**Given instruction:**
Replace "Examine" with "Inspect" in the records from the line containing "and black soccer" through the end of the records, inclusive, and give only those lines with everything else unchanged.

------ Records to use

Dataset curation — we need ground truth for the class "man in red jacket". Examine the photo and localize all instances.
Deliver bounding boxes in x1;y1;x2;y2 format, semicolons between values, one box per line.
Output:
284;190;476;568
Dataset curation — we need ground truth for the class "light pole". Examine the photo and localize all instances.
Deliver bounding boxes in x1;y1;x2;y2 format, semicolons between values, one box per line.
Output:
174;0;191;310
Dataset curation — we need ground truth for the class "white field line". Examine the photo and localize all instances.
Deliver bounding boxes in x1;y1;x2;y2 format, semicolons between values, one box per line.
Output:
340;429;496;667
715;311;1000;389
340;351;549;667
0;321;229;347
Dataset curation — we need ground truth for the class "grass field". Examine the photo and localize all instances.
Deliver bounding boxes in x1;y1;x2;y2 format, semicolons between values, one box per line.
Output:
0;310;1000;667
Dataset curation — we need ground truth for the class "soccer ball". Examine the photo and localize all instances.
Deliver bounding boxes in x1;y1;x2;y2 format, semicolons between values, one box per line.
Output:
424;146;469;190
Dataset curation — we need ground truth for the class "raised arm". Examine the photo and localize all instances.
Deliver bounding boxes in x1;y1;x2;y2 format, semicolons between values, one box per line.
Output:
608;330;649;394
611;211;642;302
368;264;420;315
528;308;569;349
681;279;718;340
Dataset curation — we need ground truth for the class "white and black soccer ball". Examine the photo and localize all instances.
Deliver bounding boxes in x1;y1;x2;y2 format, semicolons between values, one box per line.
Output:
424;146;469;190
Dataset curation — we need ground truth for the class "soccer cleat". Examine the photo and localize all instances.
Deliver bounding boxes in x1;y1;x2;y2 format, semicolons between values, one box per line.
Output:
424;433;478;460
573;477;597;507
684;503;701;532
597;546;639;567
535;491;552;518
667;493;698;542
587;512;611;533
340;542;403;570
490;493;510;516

------------

**The response:**
Dataset curation — we need ground truth for the class "white and black soccer ball". Inspect the photo and localize all instances.
Deliver bounding boxes in x1;y1;x2;y2 format, semicolons between values, one box per line.
Output:
424;146;469;190
Dataset curation — we need ground truth for the class "soccer cleat". Inspect the photo and localize all instances.
Deliver bounding boxes in x1;y1;x2;y2 format, semicolons between values, one box per line.
Output:
424;433;478;460
573;477;597;507
684;503;701;532
597;546;639;567
535;491;552;518
667;493;698;542
587;512;611;533
340;542;403;570
490;493;510;516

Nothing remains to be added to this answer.